*Provided entries*.
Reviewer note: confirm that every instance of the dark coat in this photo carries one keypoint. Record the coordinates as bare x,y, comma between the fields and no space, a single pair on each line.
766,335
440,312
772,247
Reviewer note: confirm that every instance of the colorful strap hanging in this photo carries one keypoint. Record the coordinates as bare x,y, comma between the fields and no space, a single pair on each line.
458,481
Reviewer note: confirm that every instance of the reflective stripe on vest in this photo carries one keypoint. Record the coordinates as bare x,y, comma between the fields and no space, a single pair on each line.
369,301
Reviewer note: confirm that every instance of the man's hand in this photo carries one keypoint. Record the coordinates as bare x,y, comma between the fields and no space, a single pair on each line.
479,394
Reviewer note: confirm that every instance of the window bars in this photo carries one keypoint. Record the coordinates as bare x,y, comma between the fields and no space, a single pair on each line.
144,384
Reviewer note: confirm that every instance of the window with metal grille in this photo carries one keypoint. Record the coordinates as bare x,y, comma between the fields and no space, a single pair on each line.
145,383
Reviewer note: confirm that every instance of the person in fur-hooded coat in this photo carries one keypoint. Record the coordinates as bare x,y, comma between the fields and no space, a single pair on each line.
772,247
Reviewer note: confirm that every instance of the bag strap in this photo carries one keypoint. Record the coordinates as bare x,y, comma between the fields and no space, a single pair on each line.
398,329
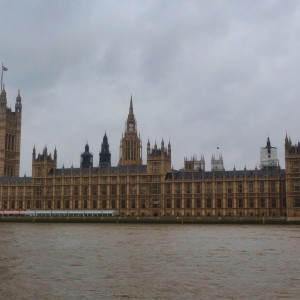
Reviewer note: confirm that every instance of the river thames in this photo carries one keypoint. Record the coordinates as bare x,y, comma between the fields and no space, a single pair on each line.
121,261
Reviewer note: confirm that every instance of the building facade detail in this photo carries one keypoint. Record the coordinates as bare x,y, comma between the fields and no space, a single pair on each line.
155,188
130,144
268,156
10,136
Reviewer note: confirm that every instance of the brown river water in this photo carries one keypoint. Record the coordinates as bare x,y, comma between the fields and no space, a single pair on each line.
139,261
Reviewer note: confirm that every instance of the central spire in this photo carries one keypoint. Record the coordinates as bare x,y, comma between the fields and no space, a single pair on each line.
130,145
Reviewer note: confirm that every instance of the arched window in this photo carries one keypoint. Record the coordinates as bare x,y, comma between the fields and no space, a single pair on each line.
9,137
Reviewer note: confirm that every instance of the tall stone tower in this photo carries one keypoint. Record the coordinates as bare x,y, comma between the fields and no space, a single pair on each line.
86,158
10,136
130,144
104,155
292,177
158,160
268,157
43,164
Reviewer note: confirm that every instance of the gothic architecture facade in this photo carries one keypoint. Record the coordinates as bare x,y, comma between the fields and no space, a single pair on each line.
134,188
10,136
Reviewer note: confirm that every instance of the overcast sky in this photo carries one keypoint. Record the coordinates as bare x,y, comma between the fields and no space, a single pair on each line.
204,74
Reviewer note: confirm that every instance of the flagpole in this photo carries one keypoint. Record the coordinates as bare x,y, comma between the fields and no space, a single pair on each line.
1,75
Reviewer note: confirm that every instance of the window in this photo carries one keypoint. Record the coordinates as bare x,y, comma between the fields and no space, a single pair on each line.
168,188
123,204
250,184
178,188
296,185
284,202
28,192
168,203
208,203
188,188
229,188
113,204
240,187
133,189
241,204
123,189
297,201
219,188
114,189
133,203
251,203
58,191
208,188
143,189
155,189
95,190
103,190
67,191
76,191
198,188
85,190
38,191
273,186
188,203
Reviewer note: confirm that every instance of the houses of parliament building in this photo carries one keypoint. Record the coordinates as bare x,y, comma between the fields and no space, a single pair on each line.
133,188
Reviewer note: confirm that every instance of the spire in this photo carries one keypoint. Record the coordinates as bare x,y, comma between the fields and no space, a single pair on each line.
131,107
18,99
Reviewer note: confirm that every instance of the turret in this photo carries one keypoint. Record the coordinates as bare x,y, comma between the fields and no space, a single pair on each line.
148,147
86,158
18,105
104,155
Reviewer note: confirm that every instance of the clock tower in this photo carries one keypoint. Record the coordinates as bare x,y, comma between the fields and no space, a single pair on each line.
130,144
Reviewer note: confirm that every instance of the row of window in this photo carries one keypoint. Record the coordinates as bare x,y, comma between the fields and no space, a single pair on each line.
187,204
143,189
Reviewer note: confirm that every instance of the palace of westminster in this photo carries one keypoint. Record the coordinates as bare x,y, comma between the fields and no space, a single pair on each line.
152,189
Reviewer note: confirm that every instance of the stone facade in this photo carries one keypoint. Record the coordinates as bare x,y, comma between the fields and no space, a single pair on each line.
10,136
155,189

*What to do*.
Reproduce every line precisely as given, omitting all pictures.

*Task solution*.
Reviewer note: confirm that every instance of the dark coat in this photo carries one keypoint. Record the coordinates as bare x,y, comma between the fields and no space, a single pair on each line.
766,335
440,312
772,247
Reviewer note: confirm that every instance of the colorful strap hanging in this photo carries one keypoint. Record the coordinates as bare x,y, comma between the fields and no space, a single pair on each line.
458,481
Reviewer note: confirm that every instance of the reflective stripe on vest in this photo carries one keypoint. Record the coordinates as bare x,y, comma between the fields and no space, a single pair on each line.
369,301
Reviewer note: confirm that every instance of the man's hand in this photo carries one keypoint. Record the coordinates as bare x,y, comma between the fields and no space, a single pair on each line.
479,394
Reviewer note: confirm that every instance of the window bars in this photo carries one keypoint. Record the coordinates as bare x,y, comma between the fields and no space, a single pair on each line.
144,384
Reviewer note: confirm that every instance of the window with metal grille in this photo carries one keypoint. Record the coordinates as bare x,y, comma between the fields and no space, a single pair on each line.
145,383
Reviewer note: confirm that every instance of the person in fur-hooded coat in this photo carries one keypoint. Record the coordinates as bare x,y, comma between the fields and no space, a single pair on each line.
772,247
Reviewer note: confirm that every instance of the bag strap in this photo carries one keypoint. Record the coordinates as bare x,y, comma between the fields and no space, a single pair on each line.
398,329
Reviewer note: confirm that every instance of the river thames in this photo carries one keypoint. Record the coordinates as bare x,y, comma between the fields and no space, a single pair on each line.
121,261
Reviewer note: confirm that every instance of the building facade detail in this photo carries one keypoint. Record the coordinates as bare x,y, comma between the fields and no space, a single pair on each line.
155,188
130,144
268,156
10,136
Reviewer note: confirm that every instance of the brown river water in this photo carries one keypoint. Record the coordinates as bare x,y, comma between the fields and no space, a single pair on each line.
139,261
Reviewer note: confirm that every instance of the central spire in this photo carries one keypoint. Record the coordinates as bare x,y, comma between the fields and no space, a single pair on each line.
130,145
Reviewer note: confirm that every instance of the arched window in this photo carries one keypoint. Record the coordinates as bare x,y, comma between the fields and no space, a single pair on each line.
9,137
Reviewer note: confirm that every instance of the tall stone tower in this photo carries one keypoint. Record the coordinates as bare x,y, comma between the fields and no space, a single pair on each line.
86,158
10,136
130,144
104,155
292,177
158,160
268,157
43,164
Reviewer note: confirm that every instance of the gothic architecture facade in this photo carries one keypoint. Record the coordinates as bare x,y, comma between the fields and no space, a single pair on each line.
134,188
10,136
Reviewer note: confirm that every instance of the overcast sky in this photo carries one keypoint. Record the coordinates as bare x,y, comma between the fields and no space, a single pair on each line.
204,74
Reviewer note: confirm that every instance of the flagpole in this photo carries one keypoint. Record the coordinates as bare x,y, comma between the fields and no space, a single pair on each line.
1,75
Reviewer note: confirm that every instance of the window in this photo carries one keypoint. Record the coordinates as bare x,y, comma between the fields and no space, a single pair on each line.
168,188
123,204
250,184
178,188
296,185
284,202
28,192
168,203
208,203
188,188
229,188
113,204
240,187
133,189
241,204
123,189
297,201
219,188
114,189
133,203
251,203
58,191
208,188
143,189
155,189
95,190
103,190
67,191
76,191
198,188
85,190
38,191
273,186
188,203
Reviewer note: confirm that every instance of the houses of parliament building in this photo carries one keypoint. Record the coordinates as bare x,y, comma between the fields and no space, a single pair on each line.
133,188
Reviewer note: confirm that every instance of the spire in this photo carries one keypoint. Record the coordinates as bare x,y, comma between the fields and no space, a single pair on each line.
131,107
18,99
Reviewer note: confirm that every instance of the turret in this photo carries one keypoint. Record the coordinates as bare x,y, comma between the fields and no space, a single pair on each line.
148,147
86,158
18,105
104,155
Reviewer note: confirm that every instance of the clock tower in this photo carries one keypoint. Record the coordinates as bare x,y, comma between the fields and no space, a single pair on each line.
130,144
Reviewer note: confirm that every instance of the row of window in this photo carries one keypoint. Record the coordinates as bare x,y, comma between the fields and no space, a single pair on each line.
187,204
143,189
Reviewer note: confirm that every instance of the palace of westminster in this photo carries one keypoint. Record the coordinates as bare x,y, comma between the fields and no space, a single pair on each line.
152,189
Reviewer note: confirm that every instance of the stone facade in this photo carries one keypoint. Record the coordinates as bare x,y, comma between the fields and no space, a single pair on each line.
10,136
155,189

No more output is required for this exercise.